— begin —
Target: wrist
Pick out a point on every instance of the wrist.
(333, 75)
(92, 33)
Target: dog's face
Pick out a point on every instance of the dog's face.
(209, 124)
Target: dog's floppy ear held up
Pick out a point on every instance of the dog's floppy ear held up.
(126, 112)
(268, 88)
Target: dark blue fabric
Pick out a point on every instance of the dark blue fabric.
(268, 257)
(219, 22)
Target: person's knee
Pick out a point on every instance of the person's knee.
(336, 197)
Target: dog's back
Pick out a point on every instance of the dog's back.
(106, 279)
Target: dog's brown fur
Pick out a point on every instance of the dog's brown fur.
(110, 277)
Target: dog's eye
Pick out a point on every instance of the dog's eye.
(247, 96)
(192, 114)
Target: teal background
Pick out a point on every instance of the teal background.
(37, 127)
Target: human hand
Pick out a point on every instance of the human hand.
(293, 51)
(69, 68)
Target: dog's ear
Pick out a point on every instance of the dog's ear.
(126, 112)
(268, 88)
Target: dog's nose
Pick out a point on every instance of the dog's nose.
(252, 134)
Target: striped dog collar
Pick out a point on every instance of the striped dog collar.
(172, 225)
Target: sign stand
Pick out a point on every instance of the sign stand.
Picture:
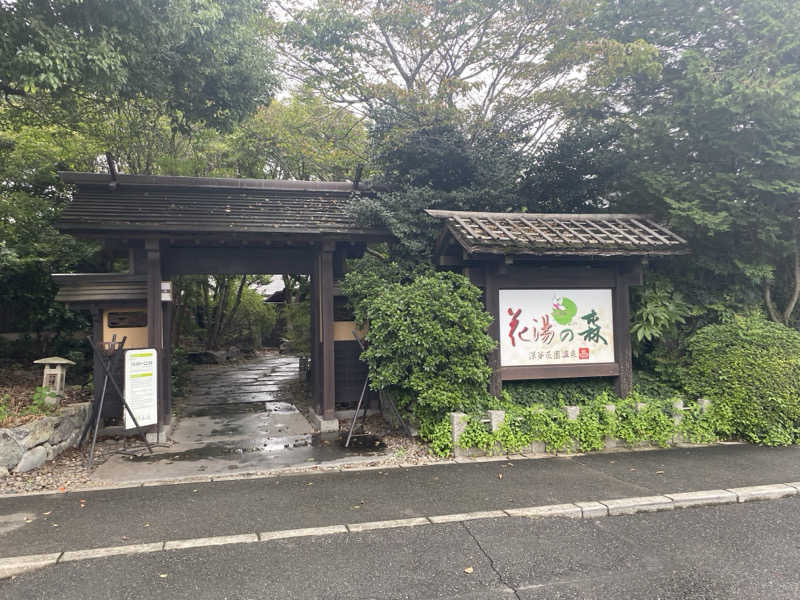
(106, 364)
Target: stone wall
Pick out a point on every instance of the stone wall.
(494, 419)
(28, 446)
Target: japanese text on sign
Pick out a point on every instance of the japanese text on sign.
(556, 327)
(141, 387)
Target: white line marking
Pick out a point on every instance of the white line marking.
(370, 525)
(15, 565)
(220, 540)
(111, 551)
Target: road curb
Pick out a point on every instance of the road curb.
(592, 509)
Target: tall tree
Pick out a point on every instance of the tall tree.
(497, 60)
(706, 135)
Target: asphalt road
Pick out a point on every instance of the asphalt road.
(727, 552)
(84, 520)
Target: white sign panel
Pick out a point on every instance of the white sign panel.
(556, 327)
(141, 386)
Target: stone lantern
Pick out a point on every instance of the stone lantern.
(55, 373)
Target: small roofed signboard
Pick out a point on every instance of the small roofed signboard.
(556, 327)
(141, 387)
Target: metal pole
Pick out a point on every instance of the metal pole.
(97, 424)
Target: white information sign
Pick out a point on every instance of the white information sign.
(556, 327)
(141, 386)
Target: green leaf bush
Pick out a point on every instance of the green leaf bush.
(750, 368)
(427, 340)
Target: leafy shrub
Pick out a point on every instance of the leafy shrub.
(427, 340)
(750, 368)
(652, 423)
(180, 369)
(556, 392)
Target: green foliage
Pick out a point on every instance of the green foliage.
(180, 369)
(659, 313)
(439, 435)
(556, 392)
(5, 408)
(595, 423)
(427, 340)
(651, 422)
(298, 327)
(701, 427)
(39, 405)
(750, 368)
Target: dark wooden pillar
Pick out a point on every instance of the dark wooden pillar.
(316, 340)
(325, 290)
(492, 307)
(155, 318)
(97, 334)
(165, 409)
(622, 335)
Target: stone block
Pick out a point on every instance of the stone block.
(10, 450)
(458, 422)
(571, 511)
(496, 419)
(702, 498)
(32, 459)
(631, 506)
(36, 432)
(63, 429)
(592, 510)
(763, 492)
(535, 448)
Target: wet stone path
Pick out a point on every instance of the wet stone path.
(238, 417)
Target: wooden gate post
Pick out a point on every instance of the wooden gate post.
(325, 300)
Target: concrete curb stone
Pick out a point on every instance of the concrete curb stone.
(637, 504)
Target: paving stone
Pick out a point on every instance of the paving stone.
(763, 492)
(592, 510)
(702, 498)
(631, 506)
(571, 511)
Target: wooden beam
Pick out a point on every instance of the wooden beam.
(560, 371)
(155, 316)
(155, 319)
(493, 308)
(622, 336)
(197, 261)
— end —
■ **Exercise details**: Rewrite the stretch from the line containing "Target: wooden gate post" through the end of the rows, replacing "wooden" with "timber" and leaving everything else unchanged.

■ **Task response**:
Target: timber gate post
Pick out a point on every instance of the timber gate post.
(325, 300)
Target: concrete curb stone
Pick out a point on every instance of the concrete curb stone.
(637, 504)
Target: paving stone
Pick out a point on every instance of the paving stone.
(763, 492)
(592, 510)
(702, 498)
(631, 506)
(571, 511)
Target: timber beam
Pick out a point on every instance of the timber beam.
(560, 371)
(155, 316)
(155, 319)
(493, 308)
(622, 336)
(197, 261)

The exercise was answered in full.